What the exercise asks: The result must match the data exactly, line for line.

[Saved entries]
..........

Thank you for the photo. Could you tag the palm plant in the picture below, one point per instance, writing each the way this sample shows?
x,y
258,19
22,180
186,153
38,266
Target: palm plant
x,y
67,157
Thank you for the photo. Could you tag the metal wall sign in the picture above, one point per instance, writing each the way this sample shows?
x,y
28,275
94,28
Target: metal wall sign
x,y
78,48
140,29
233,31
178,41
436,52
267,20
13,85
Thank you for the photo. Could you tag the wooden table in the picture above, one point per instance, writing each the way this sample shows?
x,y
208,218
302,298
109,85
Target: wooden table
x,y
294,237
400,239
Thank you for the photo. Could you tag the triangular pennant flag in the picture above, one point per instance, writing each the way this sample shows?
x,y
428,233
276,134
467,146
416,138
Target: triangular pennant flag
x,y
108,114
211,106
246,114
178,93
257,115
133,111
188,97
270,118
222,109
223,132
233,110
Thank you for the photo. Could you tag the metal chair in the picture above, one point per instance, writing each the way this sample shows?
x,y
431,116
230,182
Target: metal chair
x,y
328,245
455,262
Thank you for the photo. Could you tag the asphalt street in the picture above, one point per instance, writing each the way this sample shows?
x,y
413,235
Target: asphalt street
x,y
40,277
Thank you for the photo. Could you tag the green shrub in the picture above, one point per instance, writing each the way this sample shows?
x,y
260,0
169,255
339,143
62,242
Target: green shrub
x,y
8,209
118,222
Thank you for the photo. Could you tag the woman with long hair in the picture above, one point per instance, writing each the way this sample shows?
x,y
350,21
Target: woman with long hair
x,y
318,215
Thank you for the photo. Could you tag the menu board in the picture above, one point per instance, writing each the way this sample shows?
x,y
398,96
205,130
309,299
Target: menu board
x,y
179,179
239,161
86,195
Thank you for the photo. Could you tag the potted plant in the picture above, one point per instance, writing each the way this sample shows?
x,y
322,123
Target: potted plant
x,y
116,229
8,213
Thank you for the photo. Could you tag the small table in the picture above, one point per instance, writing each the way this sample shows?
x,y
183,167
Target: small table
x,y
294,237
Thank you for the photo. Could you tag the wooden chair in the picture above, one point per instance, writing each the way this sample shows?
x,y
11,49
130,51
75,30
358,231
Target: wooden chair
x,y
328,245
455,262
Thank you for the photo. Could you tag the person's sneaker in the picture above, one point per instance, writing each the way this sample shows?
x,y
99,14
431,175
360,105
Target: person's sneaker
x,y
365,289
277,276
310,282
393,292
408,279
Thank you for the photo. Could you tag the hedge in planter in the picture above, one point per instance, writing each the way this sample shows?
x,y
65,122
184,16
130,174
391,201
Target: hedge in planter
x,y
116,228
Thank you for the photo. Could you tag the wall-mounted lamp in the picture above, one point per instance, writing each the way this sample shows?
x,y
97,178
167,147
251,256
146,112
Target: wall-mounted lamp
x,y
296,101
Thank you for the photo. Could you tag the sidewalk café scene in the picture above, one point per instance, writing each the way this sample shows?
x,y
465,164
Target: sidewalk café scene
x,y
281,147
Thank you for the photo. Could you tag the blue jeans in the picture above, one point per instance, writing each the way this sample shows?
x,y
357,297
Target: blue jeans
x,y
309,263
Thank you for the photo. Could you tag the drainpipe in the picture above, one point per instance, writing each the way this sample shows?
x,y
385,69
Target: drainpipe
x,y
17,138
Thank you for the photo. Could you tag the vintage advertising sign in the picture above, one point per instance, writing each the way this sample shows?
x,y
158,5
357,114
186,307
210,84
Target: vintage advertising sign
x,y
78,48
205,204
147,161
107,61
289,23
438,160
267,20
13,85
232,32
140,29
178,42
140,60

..........

Answer space:
Thank you for the photo. Could you tag the palm plant in the picture below, one point per instance, writing each the way this sample shows?
x,y
258,19
22,180
186,153
38,266
Target: palm plant
x,y
67,157
Thank you for the photo. Could you tag the metal wall sign in the picture above, one point per instance, writing each the way this sample shows?
x,y
28,275
94,28
Target: metal wall sign
x,y
78,48
140,29
233,31
178,41
436,52
267,20
13,85
Thank you for the photo. Could you tag the wooden table in the picture above, one point per instance, writing each the way this sample shows?
x,y
208,218
302,298
109,85
Target: wooden table
x,y
294,237
400,239
Thank you for the photo. Could you tag the triangular pennant flag in the picture above, one point per instance, writing each the way this sample shows?
x,y
428,233
276,134
467,146
416,138
Target: triangular pennant flag
x,y
108,114
211,106
246,114
178,93
257,115
133,111
188,97
270,118
222,109
223,132
233,110
Thank you for the photo. Could you tag the metal chair in the picture above, one point per instance, writing each the way this sample shows?
x,y
431,116
230,182
Target: metal chair
x,y
328,245
455,262
Thank you for the photo. Could you tag the asphalt street in the picture above, one point per instance, writing each the way this sample shows?
x,y
413,235
Target: asphalt street
x,y
40,277
Thank you for the photo. Could you tag the green shrub in the picture above, one point per instance, writing each the way this sample shows?
x,y
260,0
169,255
339,143
62,242
Target: green shrub
x,y
8,209
118,222
Thank you for the photo. Could you tag the woman with long hair in the picture above, one point per instance, writing each the way this sample shows?
x,y
350,21
Target: woman with long hair
x,y
318,215
Thank you for the photo. Could you tag the menu board in the picture above, one point per instance, writing each the way this sample shows?
x,y
398,96
205,130
309,299
Target: menu board
x,y
179,179
239,161
86,195
Thank you for the photo. Could you tag the potted plant in the picture above, one point per instance, writing each the way this sample shows?
x,y
322,123
Target: potted plant
x,y
116,229
8,213
Thank you for the photo. Could you tag the small table in the picture above, one point per instance, writing each the way this sample shows?
x,y
183,167
Target: small table
x,y
294,237
Thank you for the photo. Could you tag the wooden chair in the picture above, one point per instance, writing each the way this sample shows?
x,y
11,49
130,51
75,30
358,231
Target: wooden chair
x,y
328,245
455,262
Thank you for the photo. Could you tag the person's sneaker in the picture above, one point per instance, writing each the way this sample shows?
x,y
99,14
431,175
360,105
Target: person's sneaker
x,y
365,289
277,276
310,282
393,292
408,279
Thank you for the photo. Could you tag the hedge in planter in the picture above, one point per instance, writing each the way this sample shows?
x,y
65,122
184,16
130,174
391,201
Target: hedge in planter
x,y
116,228
Thank you for the photo. Could you tag the wall-mounted lamp in the picture above, one point per instance, writing each the way this sample shows?
x,y
97,178
167,147
251,256
146,112
Target: wall-mounted lamp
x,y
296,101
Thank you for the photo. Could you tag the sidewalk café scene in the picture above, one point per instance, writing each the way this sample shows?
x,y
465,164
Target: sidewalk café scene
x,y
281,147
Thank you for the photo. Could you tag the blue jeans in the picture above, one point per instance, writing each the way this sample shows?
x,y
357,297
Target: blue jeans
x,y
309,263
Thank you for the photo. Could you tag the drainpipe in the picture above, one point per instance, writing each the way this sample shows?
x,y
385,69
Target: drainpipe
x,y
17,138
Thank you for the photo. Could you tag the vintage advertising sign in the picture above, one point per instance, writing each the way this sample shows?
x,y
158,5
357,114
186,307
210,84
Target: vintage advertising sign
x,y
78,48
205,204
147,161
107,61
289,23
438,160
267,20
13,85
232,32
140,29
178,42
140,60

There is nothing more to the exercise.